» What is expected
Make an exact copy of all the data.

» Records for the task

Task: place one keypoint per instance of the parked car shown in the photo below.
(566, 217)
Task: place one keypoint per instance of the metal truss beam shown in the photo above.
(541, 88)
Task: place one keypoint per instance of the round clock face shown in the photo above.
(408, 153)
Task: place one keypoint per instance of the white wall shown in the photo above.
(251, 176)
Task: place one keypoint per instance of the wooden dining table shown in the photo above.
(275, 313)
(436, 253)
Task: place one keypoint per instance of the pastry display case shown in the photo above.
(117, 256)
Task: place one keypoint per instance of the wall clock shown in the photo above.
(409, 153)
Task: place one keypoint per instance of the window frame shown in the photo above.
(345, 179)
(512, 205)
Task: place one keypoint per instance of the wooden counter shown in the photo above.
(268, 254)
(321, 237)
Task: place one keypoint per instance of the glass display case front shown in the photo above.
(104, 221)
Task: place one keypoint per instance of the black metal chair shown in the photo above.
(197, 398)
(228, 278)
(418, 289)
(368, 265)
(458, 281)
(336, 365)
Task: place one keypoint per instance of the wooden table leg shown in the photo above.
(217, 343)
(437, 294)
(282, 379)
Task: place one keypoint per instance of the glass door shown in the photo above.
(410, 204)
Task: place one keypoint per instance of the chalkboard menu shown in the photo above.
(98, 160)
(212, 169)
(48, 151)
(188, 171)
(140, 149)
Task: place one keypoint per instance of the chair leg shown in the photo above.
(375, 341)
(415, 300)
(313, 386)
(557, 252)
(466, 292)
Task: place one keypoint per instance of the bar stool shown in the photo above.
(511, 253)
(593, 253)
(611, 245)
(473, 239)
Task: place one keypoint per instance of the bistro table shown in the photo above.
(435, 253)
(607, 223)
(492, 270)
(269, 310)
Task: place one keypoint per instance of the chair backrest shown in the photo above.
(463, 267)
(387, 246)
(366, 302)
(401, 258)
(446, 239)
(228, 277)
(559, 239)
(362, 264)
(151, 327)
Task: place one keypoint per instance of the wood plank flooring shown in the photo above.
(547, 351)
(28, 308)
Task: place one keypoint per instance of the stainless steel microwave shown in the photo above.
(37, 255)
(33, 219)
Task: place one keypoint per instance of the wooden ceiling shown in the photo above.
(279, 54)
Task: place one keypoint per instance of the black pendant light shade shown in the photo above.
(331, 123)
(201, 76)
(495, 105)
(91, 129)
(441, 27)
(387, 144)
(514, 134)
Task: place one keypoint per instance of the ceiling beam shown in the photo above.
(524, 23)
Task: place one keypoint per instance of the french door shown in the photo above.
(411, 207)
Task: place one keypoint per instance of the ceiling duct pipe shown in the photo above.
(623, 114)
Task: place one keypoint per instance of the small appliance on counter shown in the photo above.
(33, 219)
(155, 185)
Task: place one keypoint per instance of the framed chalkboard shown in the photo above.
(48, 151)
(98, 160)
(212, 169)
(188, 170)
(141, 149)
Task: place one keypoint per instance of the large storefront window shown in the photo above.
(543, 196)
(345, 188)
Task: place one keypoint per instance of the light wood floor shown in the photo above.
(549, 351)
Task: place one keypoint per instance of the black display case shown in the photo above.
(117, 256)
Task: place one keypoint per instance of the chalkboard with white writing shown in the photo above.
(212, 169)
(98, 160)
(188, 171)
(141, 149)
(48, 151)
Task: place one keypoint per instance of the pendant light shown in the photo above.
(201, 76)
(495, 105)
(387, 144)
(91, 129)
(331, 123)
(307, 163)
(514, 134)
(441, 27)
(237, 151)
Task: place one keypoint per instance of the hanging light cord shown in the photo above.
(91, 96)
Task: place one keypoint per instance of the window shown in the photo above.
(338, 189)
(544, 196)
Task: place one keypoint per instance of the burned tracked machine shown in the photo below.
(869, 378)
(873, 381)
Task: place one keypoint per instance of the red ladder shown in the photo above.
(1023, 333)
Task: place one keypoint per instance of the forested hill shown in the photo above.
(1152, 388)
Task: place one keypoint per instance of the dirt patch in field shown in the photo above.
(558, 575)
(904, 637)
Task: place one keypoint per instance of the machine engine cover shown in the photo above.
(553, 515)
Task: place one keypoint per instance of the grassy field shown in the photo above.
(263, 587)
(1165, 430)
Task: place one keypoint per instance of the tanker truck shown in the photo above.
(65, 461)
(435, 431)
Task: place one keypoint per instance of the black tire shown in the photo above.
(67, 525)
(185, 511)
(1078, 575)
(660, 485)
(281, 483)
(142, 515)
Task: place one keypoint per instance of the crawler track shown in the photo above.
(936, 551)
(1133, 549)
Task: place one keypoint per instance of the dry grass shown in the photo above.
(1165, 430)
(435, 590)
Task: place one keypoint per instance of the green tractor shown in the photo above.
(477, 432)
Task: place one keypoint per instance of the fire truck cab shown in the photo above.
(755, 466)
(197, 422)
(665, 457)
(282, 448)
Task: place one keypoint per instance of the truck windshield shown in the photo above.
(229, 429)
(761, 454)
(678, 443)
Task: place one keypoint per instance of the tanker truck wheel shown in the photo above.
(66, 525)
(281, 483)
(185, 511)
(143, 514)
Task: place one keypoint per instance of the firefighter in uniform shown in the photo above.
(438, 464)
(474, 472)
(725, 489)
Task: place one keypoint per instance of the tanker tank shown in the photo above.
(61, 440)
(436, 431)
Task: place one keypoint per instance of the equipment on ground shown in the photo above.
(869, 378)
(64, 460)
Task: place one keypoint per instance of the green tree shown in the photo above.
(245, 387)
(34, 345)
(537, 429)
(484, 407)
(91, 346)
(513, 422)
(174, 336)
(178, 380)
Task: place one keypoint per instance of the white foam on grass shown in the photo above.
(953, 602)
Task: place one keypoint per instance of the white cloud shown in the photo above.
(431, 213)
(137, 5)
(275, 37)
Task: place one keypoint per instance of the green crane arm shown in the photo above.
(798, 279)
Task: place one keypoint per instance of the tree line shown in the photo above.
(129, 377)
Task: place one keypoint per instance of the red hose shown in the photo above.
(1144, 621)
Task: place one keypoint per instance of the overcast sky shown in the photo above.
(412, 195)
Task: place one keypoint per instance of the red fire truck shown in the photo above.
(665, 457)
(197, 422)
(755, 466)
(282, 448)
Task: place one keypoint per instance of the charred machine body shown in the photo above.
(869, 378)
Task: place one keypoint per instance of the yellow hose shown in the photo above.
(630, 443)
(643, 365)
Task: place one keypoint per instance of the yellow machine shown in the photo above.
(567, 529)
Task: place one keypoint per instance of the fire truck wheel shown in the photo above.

» Task answer
Task: place one keypoint per instance of the parked car shown in the photo below.
(566, 217)
Task: place one keypoint per instance of the metal truss beam shown in the photo above.
(541, 88)
Task: place one keypoint per instance of the round clock face shown in the photo above.
(408, 153)
Task: place one keypoint per instance of the white wall shown in the photo above.
(251, 176)
Task: place one keypoint per instance of the wooden dining table shown in the photo above.
(275, 313)
(436, 253)
Task: place one keypoint per instance of the pastry display case shown in the photo above.
(117, 256)
Task: place one keypoint per instance of the wall clock shown in the photo above.
(409, 153)
Task: place one keypoint per instance of the window frame shown in the photo above.
(345, 179)
(512, 205)
Task: place one keypoint per instance of the wooden counter shown in the photo above.
(268, 254)
(321, 237)
Task: place one keypoint per instance of the glass display case front shown in the photo above.
(104, 221)
Task: place one keypoint per instance of the black metal chair shown in the photo above.
(197, 398)
(228, 278)
(418, 289)
(368, 265)
(458, 281)
(336, 365)
Task: place one keypoint per instance of the wooden table leg shown in the photo above.
(217, 343)
(437, 294)
(282, 379)
Task: place one keypoint per instance of the glass door shown in the photo above.
(410, 204)
Task: place one keypoint per instance of the chalkboard menu shown in the photo above.
(98, 160)
(212, 169)
(48, 151)
(188, 171)
(140, 149)
Task: place one keypoint per instance of the chair leg shown in the photo above.
(375, 341)
(415, 300)
(313, 386)
(557, 252)
(466, 292)
Task: place one keypoint per instance of the bar stool shown in the photo above.
(511, 253)
(593, 253)
(611, 245)
(473, 239)
Task: place one keypoint per instance of the bistro table shown in the photo above.
(435, 253)
(607, 223)
(492, 270)
(269, 310)
Task: place one keypoint per instance of the chair backrest shown in the photo above.
(463, 267)
(387, 246)
(366, 302)
(401, 258)
(446, 239)
(228, 277)
(559, 239)
(362, 264)
(151, 327)
Task: place one keypoint per instance of the wood plank flooring shown in the photo above.
(547, 351)
(28, 308)
Task: place one keypoint per instance of the stainless steel microwave shown in the photo above.
(37, 255)
(33, 219)
Task: place one keypoint per instance of the wooden ceiling shown in the photo above.
(279, 54)
Task: place one keypoint per instance of the black pendant light shade shown in the photo above.
(331, 123)
(201, 76)
(495, 105)
(91, 129)
(441, 27)
(387, 144)
(514, 134)
Task: place one keypoint per instance of the ceiling beam shown in the photo above.
(524, 23)
Task: place one keypoint per instance of the french door shown in the photo above.
(411, 207)
Task: place one keypoint per instance of the ceiling duct pipe shown in the photo above.
(623, 114)
Task: place one keypoint per instance of the small appliance on counter shown in the photo above.
(33, 219)
(155, 185)
Task: place one keypoint per instance of the framed chalkboard shown in the photo above.
(48, 151)
(98, 160)
(212, 169)
(188, 170)
(141, 149)
Task: place one keypoint per instance of the large storefront window shown in the photo above.
(543, 196)
(345, 188)
Task: place one keypoint per instance of the light wood floor shown in the photo above.
(549, 351)
Task: place one keypoint per instance of the black display case shown in the photo above.
(117, 256)
Task: place one keypoint per instance of the chalkboard with white writing shown in the photo above.
(212, 169)
(98, 160)
(188, 171)
(141, 149)
(48, 151)
Task: place one keypoint per instance of the pendant light shown in the photo above.
(201, 76)
(495, 105)
(387, 144)
(91, 129)
(331, 123)
(307, 163)
(514, 134)
(441, 27)
(237, 151)
Task: place one keypoint per instance of the hanging light cord shown in the photo above.
(91, 96)
Task: place one keypoint per instance of the window shown in the photo above.
(338, 189)
(544, 196)
Task: place one keypoint per instance of the burned tracked machine shown in the photo below.
(869, 378)
(873, 381)
Task: place one keypoint per instance of the red ladder shown in the photo above.
(1023, 333)
Task: place one keypoint per instance of the forested hill shown in the photo above.
(1152, 388)
Task: place one keypoint per instance of the dirt patch in field shown in the photo above.
(558, 575)
(904, 637)
Task: place one keypoint per instance of the machine engine cover shown in the photo above.
(553, 515)
Task: place one keypoint per instance of the grassy field shown in the photo above.
(263, 587)
(1165, 430)
Task: place one keypoint per instance of the tanker truck shown in the photo above.
(65, 461)
(435, 431)
Task: place one keypoint per instance of the black tire shown in the photo above.
(67, 525)
(185, 511)
(1078, 575)
(660, 485)
(281, 483)
(142, 515)
Task: place one keypoint per instance of the crawler track shown in the photo above.
(936, 551)
(1133, 549)
Task: place one keypoint per instance of the dry grass shown in the photo above.
(1165, 430)
(435, 590)
Task: place one keypoint per instance of the green tractor shown in the photo above.
(477, 432)
Task: place one keypoint per instance of the fire truck cab shown in the photo above.
(755, 466)
(197, 422)
(665, 457)
(282, 448)
Task: place one keypoint per instance of the truck windshield shown in the photo above.
(229, 429)
(761, 454)
(678, 443)
Task: place one keypoint per instance of the tanker truck wheel shown in the photo above.
(66, 525)
(281, 483)
(185, 511)
(143, 514)
Task: place one keypoint per instance of the firefighter in uniform shown in the photo above.
(438, 464)
(474, 472)
(725, 489)
Task: place one keypoint per instance of the tanker tank shown in the photo above.
(61, 440)
(436, 431)
Task: place one keypoint per instance of the equipment on ground shown in the photo above.
(869, 378)
(64, 460)
Task: place one keypoint per instance of the green tree shown in the photo above.
(245, 387)
(34, 345)
(537, 429)
(484, 407)
(91, 346)
(513, 422)
(174, 336)
(178, 380)
Task: place one keypoint per instance of the white foam on grass shown in the photo above.
(953, 602)
Task: place one keypoint per instance of the white cloud shown in the photo above.
(431, 213)
(137, 5)
(275, 37)
Task: place one keypoint per instance of the green crane arm shown in the photo above.
(798, 279)
Task: place one keypoint per instance of the tree line shown in the photo above.
(129, 377)
Task: place one keypoint per instance of the red hose shown in the photo above.
(1144, 621)
Task: place one keypoint per instance of the overcast sky shown in the photo above.
(412, 195)
Task: place one keypoint per instance of the red fire truck shown in the photo above.
(665, 457)
(197, 422)
(755, 466)
(282, 448)
Task: place one keypoint per instance of the charred machine body shown in the photo above.
(869, 378)
Task: place one keypoint per instance of the yellow hose shown in the photo above.
(630, 443)
(643, 365)
Task: place one keypoint per instance of the yellow machine shown in the photo above.
(567, 529)
Task: place one keypoint per instance of the fire truck wheel shown in the photo above.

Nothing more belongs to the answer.